> _HOW TO COMPLETE THIS TASK_:
Make an exact copy of the lines from the one containing "column 341, row 295" to the end of the records below, and leave out everything else.

> _ENTRIES PROVIDED_:
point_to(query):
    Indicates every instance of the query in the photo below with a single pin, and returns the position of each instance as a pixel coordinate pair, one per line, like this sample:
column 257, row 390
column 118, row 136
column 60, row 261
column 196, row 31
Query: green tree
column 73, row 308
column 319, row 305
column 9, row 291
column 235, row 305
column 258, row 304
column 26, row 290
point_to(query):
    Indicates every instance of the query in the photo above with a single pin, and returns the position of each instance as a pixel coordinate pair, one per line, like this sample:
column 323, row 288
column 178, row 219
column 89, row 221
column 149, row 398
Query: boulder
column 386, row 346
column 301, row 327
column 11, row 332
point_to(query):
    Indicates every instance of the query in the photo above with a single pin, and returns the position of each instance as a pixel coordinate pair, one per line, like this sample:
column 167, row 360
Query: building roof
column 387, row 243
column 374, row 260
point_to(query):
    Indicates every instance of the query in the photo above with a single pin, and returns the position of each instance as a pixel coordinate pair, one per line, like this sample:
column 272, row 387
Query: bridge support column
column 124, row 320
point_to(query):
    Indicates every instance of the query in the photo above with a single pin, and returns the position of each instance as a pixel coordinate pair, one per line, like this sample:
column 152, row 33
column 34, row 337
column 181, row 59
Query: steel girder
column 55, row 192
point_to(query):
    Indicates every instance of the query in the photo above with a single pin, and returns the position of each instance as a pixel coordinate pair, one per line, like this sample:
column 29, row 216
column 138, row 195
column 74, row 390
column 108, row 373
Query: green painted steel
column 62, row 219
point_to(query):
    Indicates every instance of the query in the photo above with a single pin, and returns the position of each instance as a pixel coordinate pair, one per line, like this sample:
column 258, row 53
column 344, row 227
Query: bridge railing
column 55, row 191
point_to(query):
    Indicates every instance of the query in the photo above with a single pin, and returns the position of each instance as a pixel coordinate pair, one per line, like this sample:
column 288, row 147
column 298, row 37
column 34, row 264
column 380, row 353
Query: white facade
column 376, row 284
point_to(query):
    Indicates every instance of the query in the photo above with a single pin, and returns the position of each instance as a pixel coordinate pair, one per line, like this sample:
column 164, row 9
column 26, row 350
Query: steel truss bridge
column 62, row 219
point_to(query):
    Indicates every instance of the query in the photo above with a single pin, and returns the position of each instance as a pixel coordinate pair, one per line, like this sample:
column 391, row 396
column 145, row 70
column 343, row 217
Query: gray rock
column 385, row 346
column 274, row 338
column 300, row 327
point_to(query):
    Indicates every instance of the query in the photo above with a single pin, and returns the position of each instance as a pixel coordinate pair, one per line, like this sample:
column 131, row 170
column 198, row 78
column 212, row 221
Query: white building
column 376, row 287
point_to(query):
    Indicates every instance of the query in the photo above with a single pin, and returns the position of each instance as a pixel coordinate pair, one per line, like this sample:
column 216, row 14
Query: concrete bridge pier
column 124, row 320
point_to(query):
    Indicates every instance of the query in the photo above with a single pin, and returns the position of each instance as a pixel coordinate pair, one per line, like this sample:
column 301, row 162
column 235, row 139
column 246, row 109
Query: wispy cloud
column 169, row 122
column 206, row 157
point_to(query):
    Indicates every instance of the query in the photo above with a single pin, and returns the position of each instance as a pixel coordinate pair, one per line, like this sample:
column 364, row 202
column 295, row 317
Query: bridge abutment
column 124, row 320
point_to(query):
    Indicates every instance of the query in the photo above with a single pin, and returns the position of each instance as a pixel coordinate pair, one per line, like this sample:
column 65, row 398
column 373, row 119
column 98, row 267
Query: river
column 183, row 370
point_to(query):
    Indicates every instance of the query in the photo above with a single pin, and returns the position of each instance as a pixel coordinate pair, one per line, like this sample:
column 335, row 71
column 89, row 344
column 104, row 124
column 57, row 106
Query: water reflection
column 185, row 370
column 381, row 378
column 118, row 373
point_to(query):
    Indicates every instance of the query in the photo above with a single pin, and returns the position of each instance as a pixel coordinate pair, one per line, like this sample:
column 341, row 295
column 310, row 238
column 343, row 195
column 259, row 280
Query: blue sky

> _OUTPUT FOR THIS TASK_:
column 341, row 295
column 310, row 238
column 343, row 195
column 259, row 280
Query: blue sky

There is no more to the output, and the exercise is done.